_INSTRUCTIONS TO FOLLOW:_
Retype the whole listing below, character for character.

_DATASET EXTRACT:_

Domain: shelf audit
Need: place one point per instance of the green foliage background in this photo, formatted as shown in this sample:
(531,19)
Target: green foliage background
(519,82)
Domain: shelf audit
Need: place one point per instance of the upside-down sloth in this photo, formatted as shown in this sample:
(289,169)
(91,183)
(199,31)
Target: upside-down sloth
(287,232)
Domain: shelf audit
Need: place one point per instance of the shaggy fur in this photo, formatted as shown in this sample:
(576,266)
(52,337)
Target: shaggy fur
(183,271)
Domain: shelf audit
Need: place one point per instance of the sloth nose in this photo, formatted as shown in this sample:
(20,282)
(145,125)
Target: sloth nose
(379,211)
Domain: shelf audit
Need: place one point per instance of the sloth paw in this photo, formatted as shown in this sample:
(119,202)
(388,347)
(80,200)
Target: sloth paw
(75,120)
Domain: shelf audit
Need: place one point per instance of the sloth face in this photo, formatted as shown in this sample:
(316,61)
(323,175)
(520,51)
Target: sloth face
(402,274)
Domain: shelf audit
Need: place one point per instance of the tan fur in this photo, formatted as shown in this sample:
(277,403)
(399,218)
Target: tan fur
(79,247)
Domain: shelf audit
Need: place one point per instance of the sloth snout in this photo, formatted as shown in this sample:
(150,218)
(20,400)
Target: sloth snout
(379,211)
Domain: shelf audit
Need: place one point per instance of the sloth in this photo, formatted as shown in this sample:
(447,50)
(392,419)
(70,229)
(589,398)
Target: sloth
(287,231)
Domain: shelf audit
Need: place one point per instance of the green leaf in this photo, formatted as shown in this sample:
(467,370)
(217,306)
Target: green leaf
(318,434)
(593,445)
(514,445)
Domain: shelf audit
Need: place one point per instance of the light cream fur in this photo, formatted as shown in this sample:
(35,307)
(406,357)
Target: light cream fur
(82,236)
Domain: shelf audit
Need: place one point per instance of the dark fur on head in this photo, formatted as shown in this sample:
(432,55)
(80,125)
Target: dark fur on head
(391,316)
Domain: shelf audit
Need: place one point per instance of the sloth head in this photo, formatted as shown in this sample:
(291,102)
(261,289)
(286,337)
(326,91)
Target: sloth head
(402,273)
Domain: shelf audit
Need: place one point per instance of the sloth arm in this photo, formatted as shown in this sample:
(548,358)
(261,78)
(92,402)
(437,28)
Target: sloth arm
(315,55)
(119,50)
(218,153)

_ANSWER TO THIS EXERCISE:_
Domain: shelf audit
Need: place one point per instance of the green foliage background in this photo, formatted as shown in this sample:
(531,19)
Target: green foliage background
(519,82)
Domain: shelf audit
Need: place one point per instance of the upside-down sloth in this photo, formatted as shown in this sample:
(289,169)
(91,183)
(199,31)
Target: upside-down sloth
(287,232)
Domain: shelf audit
Need: place one point per instance of the shaggy fur in this photo, formatted as shown in this sample:
(576,266)
(52,337)
Target: shaggy fur
(183,271)
Domain: shelf audit
Need: place one point per instance of the sloth nose in this photo, formatted as shown in this sample:
(20,282)
(145,125)
Target: sloth nose
(379,211)
Domain: shelf audit
Need: place one point per instance of the sloth paw in this photo, formatted as shown in this sample:
(119,202)
(388,347)
(80,200)
Target: sloth paw
(75,120)
Domain: shelf audit
Need: place one point per instance of the sloth face in this photo, formatted as shown in this sample:
(316,61)
(323,175)
(520,51)
Target: sloth face
(402,274)
Domain: shelf audit
Need: place one point per instance of the tan fur in this photo, formatted as shown in this sample:
(277,403)
(399,218)
Target: tan fur
(79,247)
Domain: shelf audit
Need: place one point per instance of the sloth snout in this photo, formatted as shown in this sample:
(150,218)
(20,400)
Target: sloth snout
(379,211)
Domain: shelf audit
Need: place one point per instance of the sloth in this photo, formatted as shown in this sample:
(447,50)
(392,419)
(70,229)
(589,398)
Target: sloth
(287,231)
Domain: shelf audit
Need: place one point per instance of the green leaf in this photo, formatted as shown in this sample:
(467,370)
(217,306)
Target: green leaf
(318,434)
(593,445)
(514,445)
Domain: shelf audit
Need: place one point per instance of the light cream fur in this photo, formatted as shown in this sample:
(35,307)
(406,357)
Target: light cream fur
(82,236)
Domain: shelf audit
Need: place one point per instance of the dark fur on head in this photo, formatted as shown in this sample:
(432,55)
(80,125)
Target: dark fur on head
(391,316)
Domain: shelf audit
Need: place one point per instance of the sloth head in this photo, formatted as shown in this sample:
(291,102)
(261,289)
(286,337)
(326,91)
Target: sloth head
(402,273)
Domain: shelf audit
Need: place one point per instance of the sloth arm in this photo, formatted as shown in this sample:
(548,358)
(261,78)
(92,402)
(437,28)
Target: sloth arm
(315,55)
(119,50)
(218,153)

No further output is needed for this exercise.